*PROBLEM TO WORK ON*.
Update the records below by replacing "separate line" with "new line" wherever it occurs, and leave everything else unchanged.

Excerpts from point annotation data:
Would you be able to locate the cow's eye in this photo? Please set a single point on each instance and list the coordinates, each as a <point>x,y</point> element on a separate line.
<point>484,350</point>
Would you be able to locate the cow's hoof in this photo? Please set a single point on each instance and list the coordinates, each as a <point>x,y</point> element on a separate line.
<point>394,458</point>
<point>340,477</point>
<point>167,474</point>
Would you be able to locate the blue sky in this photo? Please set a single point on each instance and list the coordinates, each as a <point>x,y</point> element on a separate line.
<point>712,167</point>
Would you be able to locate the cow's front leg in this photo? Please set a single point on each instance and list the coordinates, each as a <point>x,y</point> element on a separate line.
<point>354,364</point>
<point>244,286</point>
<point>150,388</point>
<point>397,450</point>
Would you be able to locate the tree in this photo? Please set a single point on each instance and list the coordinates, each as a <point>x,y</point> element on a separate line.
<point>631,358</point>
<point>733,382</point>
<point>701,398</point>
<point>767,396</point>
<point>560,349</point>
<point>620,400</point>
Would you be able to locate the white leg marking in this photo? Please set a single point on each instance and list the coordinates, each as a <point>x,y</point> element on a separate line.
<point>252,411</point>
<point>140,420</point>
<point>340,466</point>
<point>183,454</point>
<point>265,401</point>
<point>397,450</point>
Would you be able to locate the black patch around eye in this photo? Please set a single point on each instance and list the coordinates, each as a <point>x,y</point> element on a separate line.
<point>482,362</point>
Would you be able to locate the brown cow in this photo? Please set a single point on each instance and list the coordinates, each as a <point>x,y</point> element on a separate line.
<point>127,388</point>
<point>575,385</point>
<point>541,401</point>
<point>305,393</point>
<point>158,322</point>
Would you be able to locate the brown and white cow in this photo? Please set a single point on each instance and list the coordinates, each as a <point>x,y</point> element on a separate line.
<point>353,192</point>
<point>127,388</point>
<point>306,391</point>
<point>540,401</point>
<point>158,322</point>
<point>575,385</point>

*ANSWER BELOW*.
Would you be able to locate the cow's eye in this photo? Please set a single point on each instance and list the coordinates, each as a <point>x,y</point> element on a new line.
<point>484,350</point>
Would you be able to locate the cow's hoof in this photo? Please set a single point on each instance and list the coordinates, each as a <point>x,y</point> element on a new line.
<point>394,458</point>
<point>340,477</point>
<point>167,474</point>
Would you be able to locate the blue sky in this photo? Please set a single point on each instance and list the coordinates, each as a <point>x,y</point> element on a new line.
<point>712,167</point>
Would you be able to locate the cow's front leg in this photo? Please set a single point on each instance and list the coordinates, each as a <point>x,y</point> element on a new line.
<point>354,364</point>
<point>244,286</point>
<point>150,388</point>
<point>397,450</point>
Would you be able to locate the tree in this photo? Please set a single point on each instance and list the coordinates, each as a <point>x,y</point> element on a new line.
<point>631,358</point>
<point>733,382</point>
<point>701,398</point>
<point>767,396</point>
<point>560,349</point>
<point>620,400</point>
Would you be able to locate the white leg marking in this photo? Please set a single point on each instance and list the coordinates, each as a <point>x,y</point> element on a new line.
<point>252,411</point>
<point>140,420</point>
<point>340,466</point>
<point>183,454</point>
<point>265,401</point>
<point>397,450</point>
Would you be able to locate the black patch around eye in this photo? Please set a single point on each instance and list the coordinates, each as a <point>x,y</point> element on a new line.
<point>482,362</point>
Would you be able to locate the brown cow in this photo? Please set a single point on each instance and list the coordinates, each as a <point>x,y</point> element on a new line.
<point>127,388</point>
<point>575,385</point>
<point>541,401</point>
<point>305,393</point>
<point>158,322</point>
Would you be able to locate the brown and white cow in this photo? Please set a single point on each instance and list the coordinates, each as a <point>x,y</point> element on a new line.
<point>353,192</point>
<point>127,388</point>
<point>306,391</point>
<point>540,401</point>
<point>158,322</point>
<point>575,385</point>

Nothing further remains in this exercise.